> _WORK TO BE COMPLETED_:
Your answer should be every line of the records that contains the word "boot", copied as it stands.

─── SOURCE MATERIAL ───

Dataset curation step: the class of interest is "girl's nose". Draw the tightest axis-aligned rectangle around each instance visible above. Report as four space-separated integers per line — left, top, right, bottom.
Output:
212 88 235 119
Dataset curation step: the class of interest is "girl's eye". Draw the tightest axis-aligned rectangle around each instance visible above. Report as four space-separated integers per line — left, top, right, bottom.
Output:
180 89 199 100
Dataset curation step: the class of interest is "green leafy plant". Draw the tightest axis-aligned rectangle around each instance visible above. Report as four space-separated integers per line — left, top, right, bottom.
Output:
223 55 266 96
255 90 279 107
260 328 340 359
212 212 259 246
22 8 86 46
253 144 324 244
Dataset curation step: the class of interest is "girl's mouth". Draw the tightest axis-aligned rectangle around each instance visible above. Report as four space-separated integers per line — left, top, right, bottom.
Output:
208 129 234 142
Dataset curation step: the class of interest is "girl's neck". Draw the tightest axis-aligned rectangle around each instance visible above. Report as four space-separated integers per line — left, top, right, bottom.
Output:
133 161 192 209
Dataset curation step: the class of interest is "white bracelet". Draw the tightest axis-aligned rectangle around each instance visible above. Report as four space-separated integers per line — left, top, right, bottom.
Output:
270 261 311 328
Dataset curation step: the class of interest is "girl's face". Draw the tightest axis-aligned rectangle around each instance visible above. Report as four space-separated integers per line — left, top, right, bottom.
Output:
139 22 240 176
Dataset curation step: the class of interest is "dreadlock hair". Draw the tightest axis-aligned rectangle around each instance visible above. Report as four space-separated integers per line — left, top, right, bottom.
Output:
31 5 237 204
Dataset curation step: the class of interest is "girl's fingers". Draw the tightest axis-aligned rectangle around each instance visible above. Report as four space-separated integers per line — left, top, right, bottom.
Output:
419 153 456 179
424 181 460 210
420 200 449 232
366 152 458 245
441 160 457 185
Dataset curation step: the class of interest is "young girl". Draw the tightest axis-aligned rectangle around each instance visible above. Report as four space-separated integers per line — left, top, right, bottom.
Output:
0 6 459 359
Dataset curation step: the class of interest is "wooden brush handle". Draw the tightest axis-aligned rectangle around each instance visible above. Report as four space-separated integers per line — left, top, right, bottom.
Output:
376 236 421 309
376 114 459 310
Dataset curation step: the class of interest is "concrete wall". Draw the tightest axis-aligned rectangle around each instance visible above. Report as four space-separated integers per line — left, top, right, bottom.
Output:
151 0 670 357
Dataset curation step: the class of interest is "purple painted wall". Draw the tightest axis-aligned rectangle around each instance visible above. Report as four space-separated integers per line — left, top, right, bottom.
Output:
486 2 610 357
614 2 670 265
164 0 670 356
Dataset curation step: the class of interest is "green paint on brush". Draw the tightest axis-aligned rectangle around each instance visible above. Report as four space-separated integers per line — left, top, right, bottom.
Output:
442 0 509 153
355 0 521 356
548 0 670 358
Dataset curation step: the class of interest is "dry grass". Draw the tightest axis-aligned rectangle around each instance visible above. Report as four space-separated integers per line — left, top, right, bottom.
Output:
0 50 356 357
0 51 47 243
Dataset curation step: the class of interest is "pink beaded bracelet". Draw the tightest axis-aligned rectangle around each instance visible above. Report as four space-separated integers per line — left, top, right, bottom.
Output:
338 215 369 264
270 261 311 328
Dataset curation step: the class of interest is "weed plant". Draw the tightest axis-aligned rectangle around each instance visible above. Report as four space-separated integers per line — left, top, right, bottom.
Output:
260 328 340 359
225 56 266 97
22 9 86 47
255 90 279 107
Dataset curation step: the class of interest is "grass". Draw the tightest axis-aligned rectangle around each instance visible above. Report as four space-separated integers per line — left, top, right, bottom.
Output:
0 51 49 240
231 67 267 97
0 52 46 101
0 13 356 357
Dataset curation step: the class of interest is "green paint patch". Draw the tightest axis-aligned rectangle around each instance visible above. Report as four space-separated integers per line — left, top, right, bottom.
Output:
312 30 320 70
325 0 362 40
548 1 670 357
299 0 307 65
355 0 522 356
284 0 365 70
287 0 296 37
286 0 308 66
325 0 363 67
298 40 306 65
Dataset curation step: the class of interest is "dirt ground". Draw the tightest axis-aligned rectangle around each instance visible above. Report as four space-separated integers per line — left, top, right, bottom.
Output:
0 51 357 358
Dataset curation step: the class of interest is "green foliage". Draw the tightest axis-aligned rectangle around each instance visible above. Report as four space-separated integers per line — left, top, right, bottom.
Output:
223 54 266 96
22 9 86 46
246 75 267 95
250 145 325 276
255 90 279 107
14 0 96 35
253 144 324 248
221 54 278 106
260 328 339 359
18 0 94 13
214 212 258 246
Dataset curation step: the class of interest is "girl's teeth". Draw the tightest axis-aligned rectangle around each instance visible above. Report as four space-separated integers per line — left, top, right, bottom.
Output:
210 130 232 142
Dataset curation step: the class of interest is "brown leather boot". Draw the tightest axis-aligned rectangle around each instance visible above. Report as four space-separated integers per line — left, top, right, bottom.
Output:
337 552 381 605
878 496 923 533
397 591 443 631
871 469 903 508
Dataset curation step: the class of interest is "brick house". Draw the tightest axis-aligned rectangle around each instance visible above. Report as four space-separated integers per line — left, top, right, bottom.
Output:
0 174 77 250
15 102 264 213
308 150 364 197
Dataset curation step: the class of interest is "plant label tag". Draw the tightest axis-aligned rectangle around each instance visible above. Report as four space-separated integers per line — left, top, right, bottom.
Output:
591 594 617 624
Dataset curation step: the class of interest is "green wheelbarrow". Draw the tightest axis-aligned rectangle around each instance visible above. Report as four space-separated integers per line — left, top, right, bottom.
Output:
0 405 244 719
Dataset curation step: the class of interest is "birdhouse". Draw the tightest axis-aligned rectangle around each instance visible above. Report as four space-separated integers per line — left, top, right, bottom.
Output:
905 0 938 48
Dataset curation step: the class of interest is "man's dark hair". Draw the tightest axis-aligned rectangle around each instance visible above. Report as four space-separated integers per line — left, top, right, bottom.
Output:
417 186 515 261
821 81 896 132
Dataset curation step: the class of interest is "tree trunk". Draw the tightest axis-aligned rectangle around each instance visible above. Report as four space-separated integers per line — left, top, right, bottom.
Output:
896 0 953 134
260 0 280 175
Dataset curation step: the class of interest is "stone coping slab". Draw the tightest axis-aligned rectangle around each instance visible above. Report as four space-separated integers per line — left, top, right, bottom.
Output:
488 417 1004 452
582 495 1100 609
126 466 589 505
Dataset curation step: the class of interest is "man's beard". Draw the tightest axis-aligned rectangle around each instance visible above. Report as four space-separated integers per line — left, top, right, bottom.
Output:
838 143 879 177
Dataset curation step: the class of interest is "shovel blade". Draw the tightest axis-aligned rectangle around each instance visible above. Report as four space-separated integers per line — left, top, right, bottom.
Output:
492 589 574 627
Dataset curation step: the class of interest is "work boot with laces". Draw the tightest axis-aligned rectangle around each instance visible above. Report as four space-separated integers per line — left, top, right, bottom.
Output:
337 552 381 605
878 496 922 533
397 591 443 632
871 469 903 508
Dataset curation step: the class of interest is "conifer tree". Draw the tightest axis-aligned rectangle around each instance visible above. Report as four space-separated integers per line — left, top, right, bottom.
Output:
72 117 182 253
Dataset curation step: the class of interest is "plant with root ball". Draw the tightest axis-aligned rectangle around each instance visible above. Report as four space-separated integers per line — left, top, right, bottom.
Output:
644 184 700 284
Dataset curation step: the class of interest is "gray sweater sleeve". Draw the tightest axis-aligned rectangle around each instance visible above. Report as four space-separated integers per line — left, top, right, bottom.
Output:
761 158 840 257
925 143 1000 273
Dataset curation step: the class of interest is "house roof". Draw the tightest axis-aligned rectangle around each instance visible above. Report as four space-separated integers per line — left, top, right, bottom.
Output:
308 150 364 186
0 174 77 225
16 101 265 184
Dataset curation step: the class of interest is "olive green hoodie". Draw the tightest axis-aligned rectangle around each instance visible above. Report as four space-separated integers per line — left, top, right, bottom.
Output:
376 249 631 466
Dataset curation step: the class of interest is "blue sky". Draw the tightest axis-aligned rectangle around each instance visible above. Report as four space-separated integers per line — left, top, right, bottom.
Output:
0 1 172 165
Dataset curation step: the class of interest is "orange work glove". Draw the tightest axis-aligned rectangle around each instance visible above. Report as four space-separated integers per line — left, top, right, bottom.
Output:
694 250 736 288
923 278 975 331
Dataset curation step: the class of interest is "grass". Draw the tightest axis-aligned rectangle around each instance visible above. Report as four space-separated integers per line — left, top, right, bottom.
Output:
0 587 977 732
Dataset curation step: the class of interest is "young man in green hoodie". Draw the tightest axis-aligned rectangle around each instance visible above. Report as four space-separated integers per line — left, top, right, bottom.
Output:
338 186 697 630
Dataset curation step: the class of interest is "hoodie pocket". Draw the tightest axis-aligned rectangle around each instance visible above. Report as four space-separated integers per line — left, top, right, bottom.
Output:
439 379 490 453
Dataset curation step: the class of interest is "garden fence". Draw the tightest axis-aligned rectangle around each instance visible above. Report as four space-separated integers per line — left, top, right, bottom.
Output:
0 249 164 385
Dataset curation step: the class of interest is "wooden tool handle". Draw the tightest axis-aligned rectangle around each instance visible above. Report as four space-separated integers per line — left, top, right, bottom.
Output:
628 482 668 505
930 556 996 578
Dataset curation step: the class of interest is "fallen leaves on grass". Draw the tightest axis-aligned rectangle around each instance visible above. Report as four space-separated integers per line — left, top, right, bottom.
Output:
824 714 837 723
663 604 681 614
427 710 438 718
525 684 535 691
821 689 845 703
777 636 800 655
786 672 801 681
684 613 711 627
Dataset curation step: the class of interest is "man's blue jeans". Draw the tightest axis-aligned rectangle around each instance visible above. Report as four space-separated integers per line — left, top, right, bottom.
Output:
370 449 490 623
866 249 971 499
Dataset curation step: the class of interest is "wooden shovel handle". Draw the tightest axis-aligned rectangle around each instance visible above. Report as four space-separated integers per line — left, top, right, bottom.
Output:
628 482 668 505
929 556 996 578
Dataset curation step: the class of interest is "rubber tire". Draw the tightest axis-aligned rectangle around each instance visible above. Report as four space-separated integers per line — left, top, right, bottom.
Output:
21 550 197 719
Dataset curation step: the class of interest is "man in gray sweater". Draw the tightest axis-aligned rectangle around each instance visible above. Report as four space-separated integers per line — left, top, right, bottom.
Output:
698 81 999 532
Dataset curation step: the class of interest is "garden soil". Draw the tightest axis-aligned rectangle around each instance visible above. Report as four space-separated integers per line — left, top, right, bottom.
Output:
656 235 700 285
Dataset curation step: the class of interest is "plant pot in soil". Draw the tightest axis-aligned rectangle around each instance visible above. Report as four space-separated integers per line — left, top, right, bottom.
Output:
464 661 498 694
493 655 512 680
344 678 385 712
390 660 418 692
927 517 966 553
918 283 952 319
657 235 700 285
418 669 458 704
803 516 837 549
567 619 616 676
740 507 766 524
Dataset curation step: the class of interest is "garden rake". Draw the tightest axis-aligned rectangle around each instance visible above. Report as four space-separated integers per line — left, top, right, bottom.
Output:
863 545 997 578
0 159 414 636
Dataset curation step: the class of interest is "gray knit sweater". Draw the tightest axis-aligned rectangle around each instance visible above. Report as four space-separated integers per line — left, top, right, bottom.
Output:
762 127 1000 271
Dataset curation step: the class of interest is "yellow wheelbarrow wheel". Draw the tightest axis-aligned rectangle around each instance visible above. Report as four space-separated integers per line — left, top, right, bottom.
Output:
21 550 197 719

───

> _EXERCISE RESULT_:
Dataset curation step: the class of interest is "brown leather boot". Draw the tightest axis-aligned rectangle around each instance visible above. Report as four space-separated integers per line — left, top, right, bottom.
Dataset curation step: the class of interest is "work boot with laces". Draw the tightest axis-aligned rectangle around each instance visible above. Report as four space-separated integers per line — left, top, right, bottom.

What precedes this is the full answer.